> _READING PASSAGE_:
• • • • • • •

Persons with Disabilities in Nakuru County are set to benefit from Caritas Microfinance Bank (Caritas MFB) which launched its 8th branch in the county.
Caritas Microfinance aims at offering financial support to individuals requiring capital to run a business, but unable to get from banks.
Other groups targeted include; church-based groups, farmers, self-help groups, agribusinesses, individuals, and disadvantaged groups, including slum dwellers, single mothers, youth, and women groups.
The microfinance institution said its entry into Nakuru would continue lending to businesses mainstream banks consider risky and thus deny credit.
Caritas Microfinance Bank Chief Executive Officer Mr. David Mukaru noted that Small and Medium-sized Enterprises (SMEs) are the drivers of Kenya’s economy, yet they have been starved of credit in the country.
The Microfinance Bank, whose key shareholders are various institutions in the Catholic Church, was granted a nationwide license by the Central Bank of Kenya (CBK) in June 2015 becoming the twelfth microfinance bank in Kenya.

• • • • • • •

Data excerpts
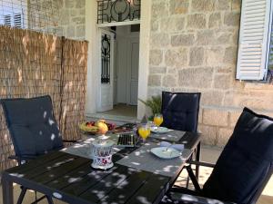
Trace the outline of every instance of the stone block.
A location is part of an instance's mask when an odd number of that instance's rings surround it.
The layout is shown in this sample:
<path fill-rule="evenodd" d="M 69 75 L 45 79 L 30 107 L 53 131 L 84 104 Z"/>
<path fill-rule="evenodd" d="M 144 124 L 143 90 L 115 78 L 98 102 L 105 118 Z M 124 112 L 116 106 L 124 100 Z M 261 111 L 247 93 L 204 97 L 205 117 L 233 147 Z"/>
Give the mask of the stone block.
<path fill-rule="evenodd" d="M 198 131 L 202 134 L 202 143 L 207 145 L 217 144 L 217 127 L 199 124 Z"/>
<path fill-rule="evenodd" d="M 174 47 L 193 45 L 194 42 L 195 35 L 192 34 L 183 34 L 171 36 L 171 45 Z"/>
<path fill-rule="evenodd" d="M 192 88 L 210 88 L 213 68 L 187 68 L 178 72 L 178 85 Z"/>
<path fill-rule="evenodd" d="M 216 0 L 192 0 L 193 12 L 211 12 L 215 9 Z"/>
<path fill-rule="evenodd" d="M 223 47 L 209 47 L 205 51 L 205 63 L 208 66 L 222 66 L 225 50 Z"/>
<path fill-rule="evenodd" d="M 216 37 L 213 30 L 202 30 L 197 32 L 197 44 L 212 45 L 216 44 Z"/>
<path fill-rule="evenodd" d="M 152 19 L 157 20 L 162 16 L 167 16 L 168 11 L 167 9 L 166 1 L 157 2 L 152 5 Z"/>
<path fill-rule="evenodd" d="M 236 64 L 238 47 L 227 47 L 225 50 L 224 63 Z"/>
<path fill-rule="evenodd" d="M 162 89 L 160 87 L 148 87 L 147 88 L 147 95 L 152 96 L 152 95 L 161 95 L 162 93 Z M 150 113 L 151 114 L 151 113 Z M 148 115 L 150 115 L 148 114 Z"/>
<path fill-rule="evenodd" d="M 228 26 L 239 26 L 240 13 L 238 12 L 227 12 L 224 16 L 224 24 Z"/>
<path fill-rule="evenodd" d="M 220 128 L 217 132 L 217 145 L 218 147 L 225 147 L 232 133 L 233 129 Z"/>
<path fill-rule="evenodd" d="M 77 15 L 78 15 L 78 13 L 77 13 L 76 9 L 71 9 L 69 17 L 76 17 L 76 16 L 77 16 Z M 66 16 L 66 17 L 68 17 L 68 16 Z"/>
<path fill-rule="evenodd" d="M 204 48 L 203 47 L 193 47 L 190 49 L 190 66 L 202 65 L 204 62 Z"/>
<path fill-rule="evenodd" d="M 150 50 L 150 65 L 159 65 L 162 63 L 163 52 L 161 50 Z"/>
<path fill-rule="evenodd" d="M 188 13 L 188 0 L 170 0 L 169 13 L 171 15 L 185 15 Z"/>
<path fill-rule="evenodd" d="M 231 75 L 230 74 L 216 74 L 214 76 L 213 87 L 216 89 L 227 90 L 231 87 Z"/>
<path fill-rule="evenodd" d="M 199 108 L 199 114 L 198 114 L 198 123 L 202 123 L 202 120 L 203 120 L 202 116 L 203 116 L 203 109 L 200 107 Z"/>
<path fill-rule="evenodd" d="M 60 12 L 60 24 L 61 25 L 66 25 L 69 24 L 69 18 L 67 16 L 69 16 L 69 10 L 67 9 L 64 9 Z"/>
<path fill-rule="evenodd" d="M 229 11 L 231 7 L 230 0 L 217 0 L 217 10 Z"/>
<path fill-rule="evenodd" d="M 153 74 L 153 73 L 157 73 L 157 74 L 164 73 L 165 74 L 167 73 L 167 68 L 166 67 L 150 67 L 149 71 L 150 71 L 150 74 Z"/>
<path fill-rule="evenodd" d="M 151 32 L 158 31 L 159 28 L 159 23 L 158 21 L 151 21 Z"/>
<path fill-rule="evenodd" d="M 86 0 L 76 0 L 76 8 L 84 8 L 86 7 Z"/>
<path fill-rule="evenodd" d="M 220 66 L 216 68 L 216 73 L 232 73 L 234 75 L 234 69 L 232 66 Z"/>
<path fill-rule="evenodd" d="M 204 109 L 203 123 L 206 125 L 228 127 L 228 112 L 217 109 Z"/>
<path fill-rule="evenodd" d="M 202 92 L 201 104 L 207 106 L 220 106 L 224 98 L 224 92 L 209 90 Z"/>
<path fill-rule="evenodd" d="M 207 26 L 206 15 L 196 14 L 187 15 L 187 27 L 189 29 L 204 29 Z"/>
<path fill-rule="evenodd" d="M 161 86 L 161 75 L 150 74 L 148 77 L 148 86 Z"/>
<path fill-rule="evenodd" d="M 162 32 L 181 31 L 185 27 L 185 17 L 179 18 L 164 18 L 161 20 L 160 29 Z"/>
<path fill-rule="evenodd" d="M 76 36 L 77 37 L 85 37 L 86 36 L 86 26 L 85 25 L 76 26 Z"/>
<path fill-rule="evenodd" d="M 164 87 L 176 87 L 177 85 L 177 80 L 174 75 L 165 75 L 163 77 L 163 86 Z"/>
<path fill-rule="evenodd" d="M 169 36 L 167 34 L 151 34 L 151 46 L 165 48 L 169 44 Z"/>
<path fill-rule="evenodd" d="M 187 63 L 187 49 L 169 49 L 165 53 L 167 66 L 181 68 Z"/>
<path fill-rule="evenodd" d="M 231 33 L 217 33 L 217 44 L 218 45 L 221 44 L 230 45 L 232 44 L 231 43 L 232 36 L 233 35 Z"/>
<path fill-rule="evenodd" d="M 231 1 L 231 10 L 240 11 L 241 10 L 242 0 L 232 0 Z"/>
<path fill-rule="evenodd" d="M 76 24 L 86 24 L 86 18 L 85 17 L 75 17 L 71 19 L 72 23 Z"/>
<path fill-rule="evenodd" d="M 64 0 L 56 0 L 56 6 L 57 9 L 61 9 L 64 6 Z"/>
<path fill-rule="evenodd" d="M 209 15 L 208 18 L 208 28 L 217 28 L 222 24 L 221 14 L 214 13 Z"/>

• • • • • • •

> _WORK TO COMPLETE_:
**1)** Duplicate the portion of the Caritas Microfinance Bank article starting at "Persons with Disabilities" and ending at "in the county.".
**2)** In the Caritas Microfinance Bank article, when did the Central Bank of Kenya grant the bank its nationwide license?
**3)** Resume the article on Caritas Microfinance Bank's Nakuru branch from the point where it stops.

> _ANSWERS TO EACH TASK_:
**1)**
Persons with Disabilities in Nakuru County are set to benefit from Caritas Microfinance Bank (Caritas MFB) which launched its 8th branch in the county.

**2)** In June 2015.

**3)**
Mr. Mukaru indicated that the financial institution’s entry into Nakuru considered the reality that the county has been established as a sustainable and vibrant business destination.
He was speaking after Deputy Governor Mr. David Kones officially inaugurated the branch. The occasion was also graced by Nakuru Catholic Diocese Bishop Reverend Cleophas Oseso and Caritas Microfinance Bank Chairman Mr. Patrick Kinyori.
The CEO disclosed that the bank’s main objective is to promote human development through the provision of affordable financial products.
“To have a national outreach, the MFB is adopting a social and competitive pricing approach and a two-pronged distribution strategy; branches and marketing offices.
“The MFB is also employing the wholistic approach towards improving its members’ economic and social status,” added Mr Mukaru.
He also noted that the passing of data protection regulations in the country would place confidence in clients since rogue players in the industry would be eliminated, as legitimate ones are left to deliver.
The financial institution noted that in Nakuru, which was ranked among the top five biggest contributors to Kenya’s GDP, there is a credit gap that needs to be filled.
“It pleases us to collaborate in this position by enabling emerging businesses and entrepreneurs to realize their aspirations and expand their possibilities through improved access to finances,” Mr. Mukaru stated.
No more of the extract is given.